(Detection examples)

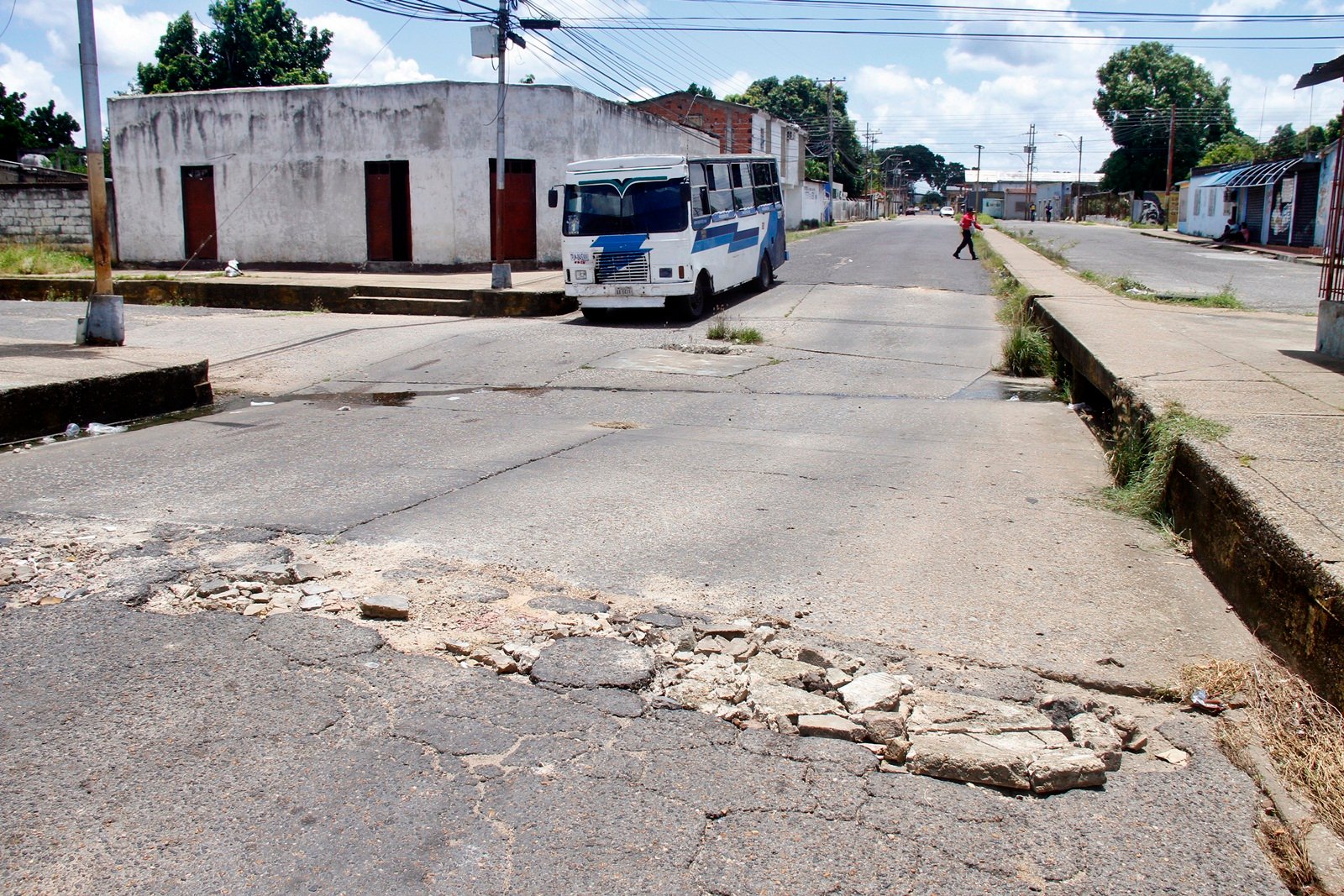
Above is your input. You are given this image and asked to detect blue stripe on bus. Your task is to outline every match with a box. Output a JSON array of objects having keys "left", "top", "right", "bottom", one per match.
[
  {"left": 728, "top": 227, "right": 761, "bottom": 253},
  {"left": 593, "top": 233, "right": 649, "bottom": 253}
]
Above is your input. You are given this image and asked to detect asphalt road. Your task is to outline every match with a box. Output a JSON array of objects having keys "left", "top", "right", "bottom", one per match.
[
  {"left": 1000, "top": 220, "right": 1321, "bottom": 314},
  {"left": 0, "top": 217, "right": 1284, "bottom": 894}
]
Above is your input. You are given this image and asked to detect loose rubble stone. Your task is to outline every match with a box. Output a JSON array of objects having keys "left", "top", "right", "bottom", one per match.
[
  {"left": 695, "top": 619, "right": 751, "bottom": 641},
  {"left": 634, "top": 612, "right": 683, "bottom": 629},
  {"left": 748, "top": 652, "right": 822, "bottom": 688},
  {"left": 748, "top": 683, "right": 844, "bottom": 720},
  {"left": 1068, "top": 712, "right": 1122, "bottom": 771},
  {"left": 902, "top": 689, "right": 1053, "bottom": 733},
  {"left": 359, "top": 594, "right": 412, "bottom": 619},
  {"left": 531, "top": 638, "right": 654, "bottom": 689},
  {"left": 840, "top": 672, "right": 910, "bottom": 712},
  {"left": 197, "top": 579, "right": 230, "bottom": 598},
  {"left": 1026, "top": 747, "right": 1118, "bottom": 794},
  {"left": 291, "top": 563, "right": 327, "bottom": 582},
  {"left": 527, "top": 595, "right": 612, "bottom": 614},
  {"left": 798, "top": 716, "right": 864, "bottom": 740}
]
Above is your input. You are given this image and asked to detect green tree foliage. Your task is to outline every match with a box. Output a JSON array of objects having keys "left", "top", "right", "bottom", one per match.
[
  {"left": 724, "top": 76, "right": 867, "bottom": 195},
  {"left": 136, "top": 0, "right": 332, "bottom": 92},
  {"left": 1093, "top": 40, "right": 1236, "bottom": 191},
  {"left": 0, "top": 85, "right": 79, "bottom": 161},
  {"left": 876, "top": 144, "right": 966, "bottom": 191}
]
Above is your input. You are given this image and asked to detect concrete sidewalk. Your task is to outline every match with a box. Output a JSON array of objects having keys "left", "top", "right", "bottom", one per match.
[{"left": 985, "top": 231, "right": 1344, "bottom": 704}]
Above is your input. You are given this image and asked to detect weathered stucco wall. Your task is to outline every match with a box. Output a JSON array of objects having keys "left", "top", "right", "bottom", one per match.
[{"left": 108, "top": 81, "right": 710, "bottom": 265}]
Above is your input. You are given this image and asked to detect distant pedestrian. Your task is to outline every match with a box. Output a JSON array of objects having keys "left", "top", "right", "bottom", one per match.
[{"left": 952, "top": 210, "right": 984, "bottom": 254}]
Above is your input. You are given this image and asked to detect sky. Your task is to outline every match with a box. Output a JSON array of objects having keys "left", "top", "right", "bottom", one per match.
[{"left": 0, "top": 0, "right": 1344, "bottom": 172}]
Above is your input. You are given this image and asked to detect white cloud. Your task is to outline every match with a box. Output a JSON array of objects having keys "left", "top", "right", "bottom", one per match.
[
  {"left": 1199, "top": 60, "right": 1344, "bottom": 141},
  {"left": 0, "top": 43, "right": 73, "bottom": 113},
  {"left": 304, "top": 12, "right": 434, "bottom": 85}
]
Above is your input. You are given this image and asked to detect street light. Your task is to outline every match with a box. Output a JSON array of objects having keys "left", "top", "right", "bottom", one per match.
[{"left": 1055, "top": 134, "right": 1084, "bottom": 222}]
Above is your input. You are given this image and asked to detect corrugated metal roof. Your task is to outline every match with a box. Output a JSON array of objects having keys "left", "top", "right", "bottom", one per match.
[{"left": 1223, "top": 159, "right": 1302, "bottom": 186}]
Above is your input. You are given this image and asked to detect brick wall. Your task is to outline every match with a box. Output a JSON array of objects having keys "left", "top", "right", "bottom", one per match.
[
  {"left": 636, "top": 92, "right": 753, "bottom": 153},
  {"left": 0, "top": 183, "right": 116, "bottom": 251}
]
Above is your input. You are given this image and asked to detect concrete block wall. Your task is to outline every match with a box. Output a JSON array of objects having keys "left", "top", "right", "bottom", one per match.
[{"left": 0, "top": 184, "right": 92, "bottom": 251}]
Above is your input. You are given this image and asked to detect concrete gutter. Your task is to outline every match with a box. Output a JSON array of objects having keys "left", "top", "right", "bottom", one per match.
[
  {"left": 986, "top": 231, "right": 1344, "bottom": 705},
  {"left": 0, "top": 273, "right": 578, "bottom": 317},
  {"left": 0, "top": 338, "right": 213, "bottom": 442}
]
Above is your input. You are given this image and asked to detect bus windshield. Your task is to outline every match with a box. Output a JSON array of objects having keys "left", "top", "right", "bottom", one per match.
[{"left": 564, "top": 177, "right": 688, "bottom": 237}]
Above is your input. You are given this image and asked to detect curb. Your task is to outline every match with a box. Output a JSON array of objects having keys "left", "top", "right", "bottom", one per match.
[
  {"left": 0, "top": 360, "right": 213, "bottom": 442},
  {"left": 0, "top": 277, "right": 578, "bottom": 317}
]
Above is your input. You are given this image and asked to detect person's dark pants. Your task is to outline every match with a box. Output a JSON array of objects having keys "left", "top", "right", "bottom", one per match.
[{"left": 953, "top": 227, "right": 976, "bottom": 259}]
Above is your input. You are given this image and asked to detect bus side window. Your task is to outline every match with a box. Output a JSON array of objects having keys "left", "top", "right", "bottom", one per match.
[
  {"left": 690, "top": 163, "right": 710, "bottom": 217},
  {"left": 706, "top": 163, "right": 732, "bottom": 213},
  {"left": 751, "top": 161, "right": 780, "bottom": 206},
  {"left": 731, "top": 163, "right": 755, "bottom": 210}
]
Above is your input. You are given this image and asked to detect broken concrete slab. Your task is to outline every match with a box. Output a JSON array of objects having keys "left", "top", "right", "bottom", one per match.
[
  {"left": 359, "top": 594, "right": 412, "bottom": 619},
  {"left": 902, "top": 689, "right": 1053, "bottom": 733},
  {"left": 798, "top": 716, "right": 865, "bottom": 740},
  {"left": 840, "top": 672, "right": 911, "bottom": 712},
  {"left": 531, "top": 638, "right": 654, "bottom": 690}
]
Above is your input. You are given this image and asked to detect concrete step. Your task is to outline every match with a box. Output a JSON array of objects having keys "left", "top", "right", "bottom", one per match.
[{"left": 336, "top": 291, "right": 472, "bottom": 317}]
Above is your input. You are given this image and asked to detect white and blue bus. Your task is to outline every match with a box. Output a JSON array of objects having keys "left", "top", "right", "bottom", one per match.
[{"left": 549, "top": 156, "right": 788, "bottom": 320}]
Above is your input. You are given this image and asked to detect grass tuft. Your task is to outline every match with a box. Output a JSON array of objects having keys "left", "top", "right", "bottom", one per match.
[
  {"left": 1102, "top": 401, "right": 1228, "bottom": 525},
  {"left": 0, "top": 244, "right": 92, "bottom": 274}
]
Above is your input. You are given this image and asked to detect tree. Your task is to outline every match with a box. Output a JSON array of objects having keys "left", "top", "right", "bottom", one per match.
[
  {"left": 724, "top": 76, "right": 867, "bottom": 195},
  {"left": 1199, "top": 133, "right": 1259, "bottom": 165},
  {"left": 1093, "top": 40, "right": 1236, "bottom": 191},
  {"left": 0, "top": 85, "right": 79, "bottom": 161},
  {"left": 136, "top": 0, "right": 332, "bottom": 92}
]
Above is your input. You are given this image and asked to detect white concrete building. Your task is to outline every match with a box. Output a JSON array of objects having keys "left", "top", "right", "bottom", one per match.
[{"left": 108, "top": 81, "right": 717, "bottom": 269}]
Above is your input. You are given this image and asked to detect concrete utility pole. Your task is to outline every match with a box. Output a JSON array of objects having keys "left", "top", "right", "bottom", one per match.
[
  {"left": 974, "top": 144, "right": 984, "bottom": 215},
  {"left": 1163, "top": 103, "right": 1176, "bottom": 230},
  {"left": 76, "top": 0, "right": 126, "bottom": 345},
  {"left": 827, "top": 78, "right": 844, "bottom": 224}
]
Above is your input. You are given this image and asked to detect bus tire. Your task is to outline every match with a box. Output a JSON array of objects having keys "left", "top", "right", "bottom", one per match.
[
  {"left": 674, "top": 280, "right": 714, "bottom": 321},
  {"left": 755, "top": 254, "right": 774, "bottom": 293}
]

▸ Stated exercise: Pick out each line in the items above that contains the string "light", and copy every such line in full.

▸ Answer to the task:
Above is your input. You are given this image and asked to detect street light. Your task is to outline every match with a box. Output a JSON array of objects having keys "left", "top", "right", "bottom", one per match.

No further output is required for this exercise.